» **ACTIVITY**
Your output should contain every record, unchanged.
+++
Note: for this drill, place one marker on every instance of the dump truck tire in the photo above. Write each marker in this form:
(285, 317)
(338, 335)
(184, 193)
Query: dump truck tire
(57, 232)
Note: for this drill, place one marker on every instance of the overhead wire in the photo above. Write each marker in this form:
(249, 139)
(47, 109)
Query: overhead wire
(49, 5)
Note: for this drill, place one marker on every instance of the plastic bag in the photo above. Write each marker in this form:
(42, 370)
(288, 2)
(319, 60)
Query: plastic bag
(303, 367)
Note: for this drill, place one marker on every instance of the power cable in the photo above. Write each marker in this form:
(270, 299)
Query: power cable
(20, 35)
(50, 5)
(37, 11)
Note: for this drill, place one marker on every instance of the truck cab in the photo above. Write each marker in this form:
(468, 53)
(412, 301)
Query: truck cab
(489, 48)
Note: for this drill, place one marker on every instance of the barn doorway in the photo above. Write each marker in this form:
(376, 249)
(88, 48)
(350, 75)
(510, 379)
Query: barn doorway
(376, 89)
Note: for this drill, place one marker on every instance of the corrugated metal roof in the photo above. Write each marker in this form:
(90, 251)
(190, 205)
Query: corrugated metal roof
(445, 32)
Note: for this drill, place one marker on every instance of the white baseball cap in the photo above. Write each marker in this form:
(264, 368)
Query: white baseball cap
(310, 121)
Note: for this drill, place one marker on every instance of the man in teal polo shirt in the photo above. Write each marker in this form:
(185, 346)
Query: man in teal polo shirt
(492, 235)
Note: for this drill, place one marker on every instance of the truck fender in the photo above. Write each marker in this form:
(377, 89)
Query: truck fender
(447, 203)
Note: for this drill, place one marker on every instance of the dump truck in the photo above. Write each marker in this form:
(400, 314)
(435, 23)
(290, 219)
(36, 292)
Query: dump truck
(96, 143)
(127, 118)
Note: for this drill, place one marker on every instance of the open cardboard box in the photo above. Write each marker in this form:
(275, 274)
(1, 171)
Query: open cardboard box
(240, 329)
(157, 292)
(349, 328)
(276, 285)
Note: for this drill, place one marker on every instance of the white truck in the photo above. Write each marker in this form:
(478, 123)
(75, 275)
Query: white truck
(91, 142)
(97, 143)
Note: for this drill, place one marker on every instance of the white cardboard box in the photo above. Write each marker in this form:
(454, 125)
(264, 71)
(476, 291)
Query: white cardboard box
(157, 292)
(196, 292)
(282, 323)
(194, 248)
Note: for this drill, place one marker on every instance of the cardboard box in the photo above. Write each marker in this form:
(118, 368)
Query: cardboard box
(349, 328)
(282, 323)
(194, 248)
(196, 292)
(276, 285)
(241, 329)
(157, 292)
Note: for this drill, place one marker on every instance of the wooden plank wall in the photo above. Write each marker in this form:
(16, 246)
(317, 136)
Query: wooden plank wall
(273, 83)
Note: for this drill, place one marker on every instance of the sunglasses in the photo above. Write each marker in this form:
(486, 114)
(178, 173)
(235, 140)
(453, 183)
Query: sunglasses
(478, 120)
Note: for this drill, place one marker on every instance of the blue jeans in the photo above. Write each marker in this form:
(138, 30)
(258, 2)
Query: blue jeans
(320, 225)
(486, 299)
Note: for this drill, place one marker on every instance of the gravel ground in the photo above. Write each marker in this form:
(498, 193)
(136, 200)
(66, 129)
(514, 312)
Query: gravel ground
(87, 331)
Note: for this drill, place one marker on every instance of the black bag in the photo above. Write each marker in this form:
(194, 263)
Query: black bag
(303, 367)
+++
» **EXERCISE SOLUTION**
Note: for this drill, place one marker on every instance of the dump truck tire in the photo above. Write each marker in this form:
(285, 317)
(338, 335)
(184, 193)
Query: dump truck tire
(57, 232)
Note: for this drill, place one marker on every instance of the overhead wire in the photo above. Write each marker in this form:
(249, 139)
(47, 109)
Query: overhead wire
(49, 5)
Note: for this drill, place one marker on every instance of the plastic bag in the photo above. Write each marker in this form:
(42, 370)
(288, 2)
(319, 60)
Query: plastic bag
(303, 367)
Note: for this drill, place one marker on every instance of the power cable in the photo above. Write each marker in this form:
(270, 299)
Query: power cable
(20, 35)
(50, 5)
(37, 11)
Note: for this drill, place one marker on every instance of the truck cab in the photo above. Write each marker in this form:
(468, 53)
(412, 301)
Query: truck cab
(489, 48)
Note: for this drill, place one marker on every instance of the barn doorway in the photo above. Write each marker in this form:
(376, 249)
(88, 48)
(350, 75)
(510, 379)
Query: barn doorway
(376, 89)
Note: for this drill, place one marker on every instance of the corrugated metal roof in the photo above. Write each marker in this form:
(90, 251)
(190, 205)
Query: corrugated metal roof
(445, 32)
Note: for this drill, place one marker on every instance of the white baseball cap in the photo above. Write each marker in this form:
(264, 368)
Query: white baseball cap
(310, 121)
Note: for this drill, place one marker on every instance of the man in teal polo shirt in the photo above. Write each marker in this form:
(185, 346)
Query: man in teal polo shirt
(492, 235)
Note: for this drill, place one marker on every instance of the truck fender in the photo above. Write each marker in this form:
(377, 89)
Query: truck fender
(447, 203)
Note: for this drill, place one marker on every instance of the dump truck in the photo above. Write each marker in this form:
(400, 314)
(435, 23)
(290, 219)
(36, 292)
Query: dump truck
(96, 143)
(127, 118)
Note: for this drill, place one marker on every instance of the open cardboard box in the photo above. Write each marker in this form:
(275, 274)
(1, 171)
Query: open cardboard box
(240, 329)
(157, 292)
(349, 328)
(276, 285)
Note: for this drill, place one marker on every instance of the white truck in the photo above. Write each marker in this form:
(478, 123)
(75, 275)
Query: white truck
(91, 142)
(97, 143)
Note: for this drill, place one marker on every instance of the white cardboard box in the photo above. Write each marker in this form:
(454, 125)
(264, 71)
(476, 291)
Query: white cardboard box
(157, 292)
(196, 292)
(282, 323)
(194, 248)
Note: for this drill, place one marker on every instance of the cardboard box in the photo above. Write each marker in this form:
(118, 368)
Query: cardboard box
(349, 328)
(282, 323)
(194, 248)
(196, 292)
(276, 285)
(241, 329)
(157, 292)
Note: for this drill, place one marker on every instance of the wooden plank wall in the photo above. Write each marker in this form:
(16, 246)
(317, 136)
Query: wooden plank wall
(273, 83)
Note: for this drill, place one marker on every instance of the sunglasses in the photo above. Write each marker in this form:
(486, 114)
(178, 173)
(235, 140)
(453, 183)
Query: sunglasses
(478, 120)
Note: for this drill, place one marker on every instance of the blue jeans in the photo above. Write each marker in this form:
(138, 30)
(258, 2)
Query: blue jeans
(320, 225)
(486, 299)
Note: for this drill, place one marker on every instance of the gravel ground in the photo above. Write each marker in this form:
(498, 193)
(136, 200)
(66, 129)
(514, 312)
Query: gravel ground
(87, 331)
Note: for this drill, place one marker on every instance of the black bag in the photo above. Write each marker in this form:
(194, 263)
Query: black bag
(303, 367)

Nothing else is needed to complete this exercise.